### Extracted information
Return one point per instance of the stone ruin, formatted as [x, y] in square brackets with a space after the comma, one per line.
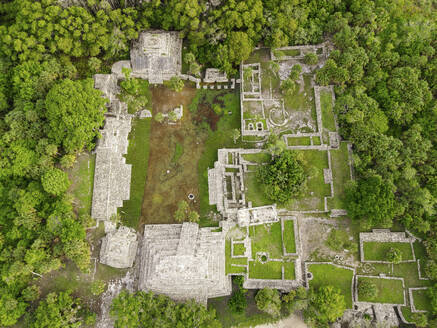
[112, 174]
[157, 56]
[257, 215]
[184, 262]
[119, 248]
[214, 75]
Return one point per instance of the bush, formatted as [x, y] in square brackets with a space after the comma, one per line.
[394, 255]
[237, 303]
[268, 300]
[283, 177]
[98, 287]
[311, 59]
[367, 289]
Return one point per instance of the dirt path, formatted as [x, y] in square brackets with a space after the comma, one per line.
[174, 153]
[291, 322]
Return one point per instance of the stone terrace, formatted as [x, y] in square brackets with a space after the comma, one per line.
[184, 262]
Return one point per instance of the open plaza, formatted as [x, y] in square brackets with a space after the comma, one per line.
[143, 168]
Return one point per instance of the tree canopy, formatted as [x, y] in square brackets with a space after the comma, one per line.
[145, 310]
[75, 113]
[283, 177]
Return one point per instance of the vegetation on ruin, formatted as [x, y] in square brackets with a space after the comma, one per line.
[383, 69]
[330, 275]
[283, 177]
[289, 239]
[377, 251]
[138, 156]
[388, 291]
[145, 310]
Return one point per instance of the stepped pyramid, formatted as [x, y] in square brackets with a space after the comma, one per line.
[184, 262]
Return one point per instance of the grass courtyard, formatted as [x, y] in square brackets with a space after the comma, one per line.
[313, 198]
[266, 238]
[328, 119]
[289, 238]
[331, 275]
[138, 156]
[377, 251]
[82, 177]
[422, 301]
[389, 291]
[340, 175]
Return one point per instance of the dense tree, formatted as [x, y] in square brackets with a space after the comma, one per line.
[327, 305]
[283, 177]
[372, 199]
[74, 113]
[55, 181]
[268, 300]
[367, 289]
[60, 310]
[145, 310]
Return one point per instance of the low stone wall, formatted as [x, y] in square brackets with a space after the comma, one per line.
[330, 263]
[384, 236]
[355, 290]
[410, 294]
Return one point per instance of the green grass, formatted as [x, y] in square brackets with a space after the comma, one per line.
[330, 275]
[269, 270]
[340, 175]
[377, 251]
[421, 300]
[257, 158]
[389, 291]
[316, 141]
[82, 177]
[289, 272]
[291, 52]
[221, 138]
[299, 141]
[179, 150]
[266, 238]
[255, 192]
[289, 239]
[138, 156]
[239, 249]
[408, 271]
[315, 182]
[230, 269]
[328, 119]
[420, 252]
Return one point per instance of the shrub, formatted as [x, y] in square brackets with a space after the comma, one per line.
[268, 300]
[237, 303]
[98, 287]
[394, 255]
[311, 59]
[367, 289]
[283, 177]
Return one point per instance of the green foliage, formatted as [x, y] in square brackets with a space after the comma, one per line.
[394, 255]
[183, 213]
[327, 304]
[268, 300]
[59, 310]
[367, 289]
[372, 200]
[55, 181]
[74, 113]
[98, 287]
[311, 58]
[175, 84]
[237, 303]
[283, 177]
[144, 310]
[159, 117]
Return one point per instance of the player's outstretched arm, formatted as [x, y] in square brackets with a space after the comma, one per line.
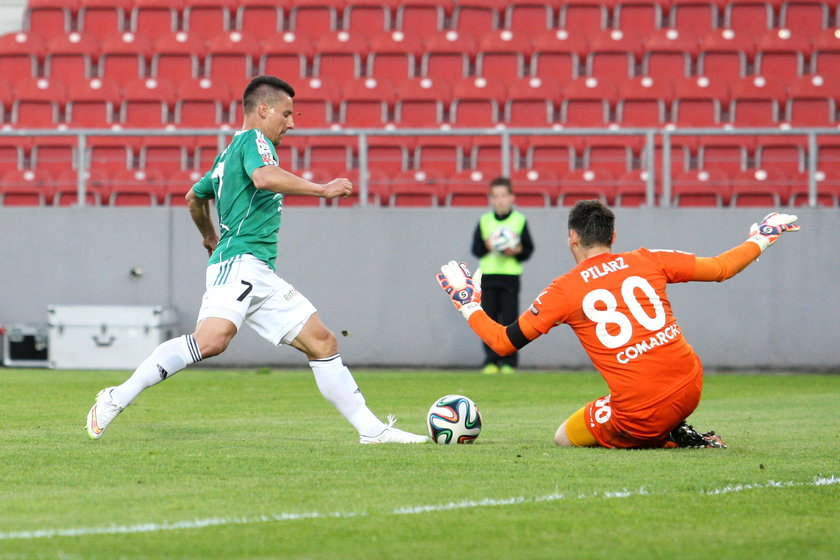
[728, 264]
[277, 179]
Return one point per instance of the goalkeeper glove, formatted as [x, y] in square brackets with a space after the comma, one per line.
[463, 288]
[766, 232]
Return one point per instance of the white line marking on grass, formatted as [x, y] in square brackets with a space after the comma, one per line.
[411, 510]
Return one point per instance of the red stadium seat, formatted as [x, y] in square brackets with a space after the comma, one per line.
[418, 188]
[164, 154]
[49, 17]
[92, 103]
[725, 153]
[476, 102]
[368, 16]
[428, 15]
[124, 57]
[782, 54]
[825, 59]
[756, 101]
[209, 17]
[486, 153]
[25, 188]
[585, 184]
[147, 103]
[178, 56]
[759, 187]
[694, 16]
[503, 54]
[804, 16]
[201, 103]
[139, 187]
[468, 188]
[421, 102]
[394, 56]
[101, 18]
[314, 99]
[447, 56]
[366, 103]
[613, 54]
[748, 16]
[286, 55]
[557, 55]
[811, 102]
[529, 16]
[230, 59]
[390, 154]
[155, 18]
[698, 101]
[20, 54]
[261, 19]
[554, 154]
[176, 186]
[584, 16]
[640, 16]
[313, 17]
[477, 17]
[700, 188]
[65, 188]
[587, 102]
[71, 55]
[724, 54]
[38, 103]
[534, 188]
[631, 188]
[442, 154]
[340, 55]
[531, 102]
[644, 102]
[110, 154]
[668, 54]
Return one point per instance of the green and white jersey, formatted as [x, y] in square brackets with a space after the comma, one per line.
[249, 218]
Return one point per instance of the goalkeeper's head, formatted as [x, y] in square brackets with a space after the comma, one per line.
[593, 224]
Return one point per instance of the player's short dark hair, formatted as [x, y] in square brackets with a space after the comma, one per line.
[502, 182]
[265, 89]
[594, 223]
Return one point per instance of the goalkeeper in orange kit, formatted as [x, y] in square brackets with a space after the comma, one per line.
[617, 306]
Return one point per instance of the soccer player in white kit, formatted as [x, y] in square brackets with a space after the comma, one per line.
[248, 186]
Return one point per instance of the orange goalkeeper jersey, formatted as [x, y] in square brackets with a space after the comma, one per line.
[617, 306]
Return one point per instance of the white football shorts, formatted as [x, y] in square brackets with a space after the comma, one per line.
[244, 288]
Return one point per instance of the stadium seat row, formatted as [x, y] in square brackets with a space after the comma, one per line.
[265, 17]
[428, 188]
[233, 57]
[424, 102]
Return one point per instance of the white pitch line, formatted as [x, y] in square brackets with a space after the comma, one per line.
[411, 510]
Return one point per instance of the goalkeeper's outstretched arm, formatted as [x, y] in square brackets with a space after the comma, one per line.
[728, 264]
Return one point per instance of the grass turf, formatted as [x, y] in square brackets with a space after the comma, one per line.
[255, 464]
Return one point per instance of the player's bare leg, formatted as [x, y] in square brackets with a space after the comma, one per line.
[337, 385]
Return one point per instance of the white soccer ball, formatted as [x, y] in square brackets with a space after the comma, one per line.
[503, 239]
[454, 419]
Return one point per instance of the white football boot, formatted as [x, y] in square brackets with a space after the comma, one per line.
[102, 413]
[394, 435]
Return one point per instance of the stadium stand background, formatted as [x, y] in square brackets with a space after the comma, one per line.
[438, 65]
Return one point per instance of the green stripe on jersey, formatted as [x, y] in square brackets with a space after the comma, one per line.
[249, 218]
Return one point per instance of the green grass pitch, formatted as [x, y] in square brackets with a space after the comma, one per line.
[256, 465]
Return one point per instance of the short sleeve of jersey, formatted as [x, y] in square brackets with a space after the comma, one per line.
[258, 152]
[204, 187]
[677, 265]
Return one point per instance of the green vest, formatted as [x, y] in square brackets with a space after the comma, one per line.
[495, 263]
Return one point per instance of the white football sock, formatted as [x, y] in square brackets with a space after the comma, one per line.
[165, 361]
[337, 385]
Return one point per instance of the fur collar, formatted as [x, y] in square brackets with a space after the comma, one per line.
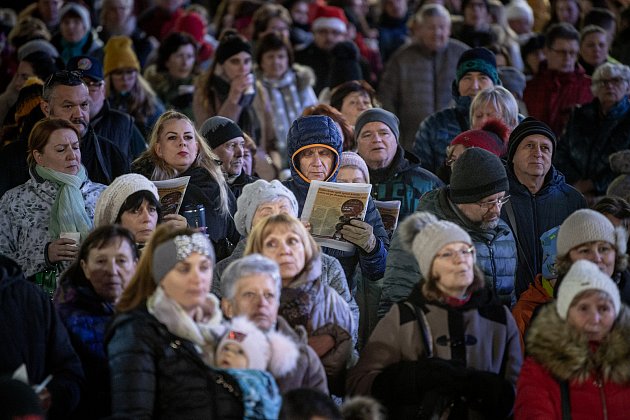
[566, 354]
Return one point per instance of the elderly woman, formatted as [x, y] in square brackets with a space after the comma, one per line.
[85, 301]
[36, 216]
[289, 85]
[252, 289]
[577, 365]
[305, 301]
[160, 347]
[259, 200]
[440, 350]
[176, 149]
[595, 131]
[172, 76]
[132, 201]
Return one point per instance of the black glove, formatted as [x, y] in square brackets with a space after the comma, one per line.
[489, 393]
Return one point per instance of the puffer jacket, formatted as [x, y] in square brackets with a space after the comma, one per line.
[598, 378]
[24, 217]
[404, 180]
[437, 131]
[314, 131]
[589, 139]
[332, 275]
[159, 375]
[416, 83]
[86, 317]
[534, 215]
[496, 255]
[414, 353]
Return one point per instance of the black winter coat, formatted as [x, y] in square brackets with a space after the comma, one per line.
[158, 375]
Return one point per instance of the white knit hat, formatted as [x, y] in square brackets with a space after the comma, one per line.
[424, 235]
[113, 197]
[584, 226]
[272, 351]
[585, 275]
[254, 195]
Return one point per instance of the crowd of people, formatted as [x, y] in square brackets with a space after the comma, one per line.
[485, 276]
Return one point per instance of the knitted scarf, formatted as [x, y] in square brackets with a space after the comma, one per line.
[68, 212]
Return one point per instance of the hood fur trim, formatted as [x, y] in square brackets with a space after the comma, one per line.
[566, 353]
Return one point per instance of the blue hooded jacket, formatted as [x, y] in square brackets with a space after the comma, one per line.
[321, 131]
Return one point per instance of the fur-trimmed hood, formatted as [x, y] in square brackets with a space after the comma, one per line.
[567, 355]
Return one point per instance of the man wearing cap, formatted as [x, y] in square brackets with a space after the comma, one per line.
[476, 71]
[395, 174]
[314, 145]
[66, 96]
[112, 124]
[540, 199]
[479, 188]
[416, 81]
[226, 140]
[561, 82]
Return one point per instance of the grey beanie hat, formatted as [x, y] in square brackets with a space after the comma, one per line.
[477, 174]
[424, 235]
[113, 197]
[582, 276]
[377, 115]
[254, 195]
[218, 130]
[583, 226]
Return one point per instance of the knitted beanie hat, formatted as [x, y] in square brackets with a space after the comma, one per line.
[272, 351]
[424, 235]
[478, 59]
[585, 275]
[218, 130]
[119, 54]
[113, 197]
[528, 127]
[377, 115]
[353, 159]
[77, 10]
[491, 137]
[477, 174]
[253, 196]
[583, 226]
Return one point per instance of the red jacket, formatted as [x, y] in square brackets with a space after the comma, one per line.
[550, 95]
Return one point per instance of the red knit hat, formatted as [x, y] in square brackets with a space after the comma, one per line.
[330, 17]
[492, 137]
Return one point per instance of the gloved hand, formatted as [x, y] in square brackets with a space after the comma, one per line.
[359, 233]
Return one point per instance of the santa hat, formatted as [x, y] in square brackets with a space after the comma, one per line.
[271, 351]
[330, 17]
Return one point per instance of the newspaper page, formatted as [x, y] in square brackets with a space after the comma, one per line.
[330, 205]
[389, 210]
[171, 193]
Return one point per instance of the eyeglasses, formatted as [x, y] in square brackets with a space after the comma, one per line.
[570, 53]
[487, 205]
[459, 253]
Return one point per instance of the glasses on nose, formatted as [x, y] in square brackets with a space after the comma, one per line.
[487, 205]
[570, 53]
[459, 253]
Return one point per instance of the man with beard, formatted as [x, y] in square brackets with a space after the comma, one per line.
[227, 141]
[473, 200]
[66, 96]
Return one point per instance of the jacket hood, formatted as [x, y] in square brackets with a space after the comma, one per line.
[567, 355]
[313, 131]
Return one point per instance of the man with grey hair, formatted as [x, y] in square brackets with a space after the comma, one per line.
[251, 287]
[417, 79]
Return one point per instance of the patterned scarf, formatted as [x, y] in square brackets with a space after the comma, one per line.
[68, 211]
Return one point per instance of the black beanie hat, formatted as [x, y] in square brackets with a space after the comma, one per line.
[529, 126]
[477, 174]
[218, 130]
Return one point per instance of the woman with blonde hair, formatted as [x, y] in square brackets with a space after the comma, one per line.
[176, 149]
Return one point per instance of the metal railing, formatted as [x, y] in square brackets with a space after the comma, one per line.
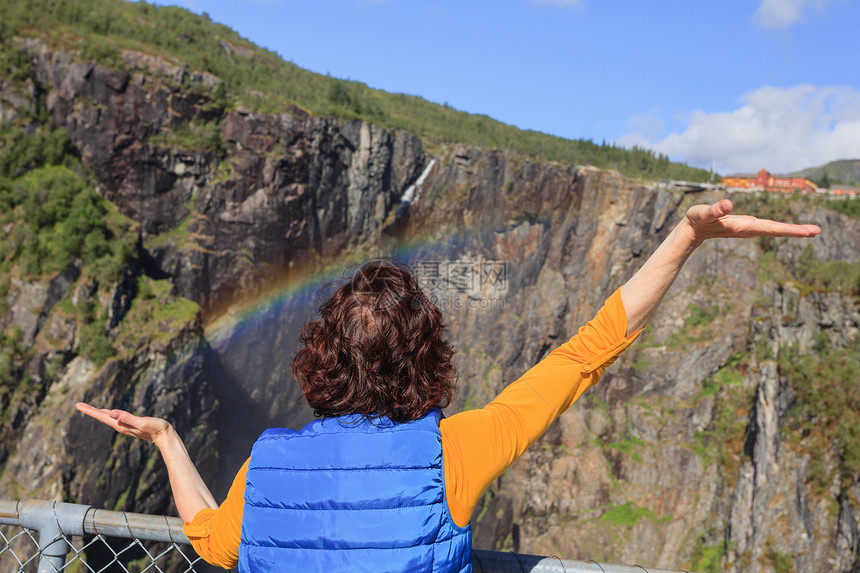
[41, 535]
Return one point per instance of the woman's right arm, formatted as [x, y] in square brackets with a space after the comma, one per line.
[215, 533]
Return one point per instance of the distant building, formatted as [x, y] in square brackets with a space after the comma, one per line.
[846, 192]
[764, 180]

### Written problem
Take the line that contains "Return one point per instance of the eyeglasses, formatted" as the first and the last line of the records as the end, and please quote those lines exactly, pictures omitted.

### Final answer
Return one point per instance of the eyeglasses, formatted as [x, y] in square brackets with a space after the comma, one per line.
[570, 53]
[487, 205]
[459, 253]
Return one point per instance of the glasses on nose, formatted as [x, y] in square brackets with a space after the comma, one per line.
[487, 205]
[570, 53]
[459, 253]
Return one point per instance of the man with beard, formatted as [x, y] in square brackets with a space after the comma, one per line.
[227, 141]
[473, 200]
[66, 96]
Return one point per instance of the jacket hood, formatted as [x, y] in square brackets with a space after the comma, one per line.
[567, 355]
[313, 131]
Return one point per instance of the man with grey hair, formatted as [x, y] in square brackets with a space after the comma, one per line.
[251, 287]
[417, 79]
Return one point per instance of the patterned scarf, formatted as [x, y] in square brackets with a space after the comma, one per line.
[68, 211]
Return one point per instance of the black beanie hat, formatted as [x, y] in square brackets with a space after the comma, one per line.
[529, 126]
[477, 174]
[218, 130]
Return one point per instance of the woman with blonde hair, formatted as [x, y] in square brackets with a space after the comma, one per line.
[176, 149]
Return one point per instance of the metal railing, formatted as [x, y] in square brackets with a space after the comma, one per line.
[41, 535]
Return one point per instance of the woman's right arm, formatted as [x, y] in square brackets with a space after the comma, one per line.
[215, 533]
Return one point per instance of the distant building, formatted as [x, y] in square brackets with a space after the comma, one per line.
[846, 192]
[764, 180]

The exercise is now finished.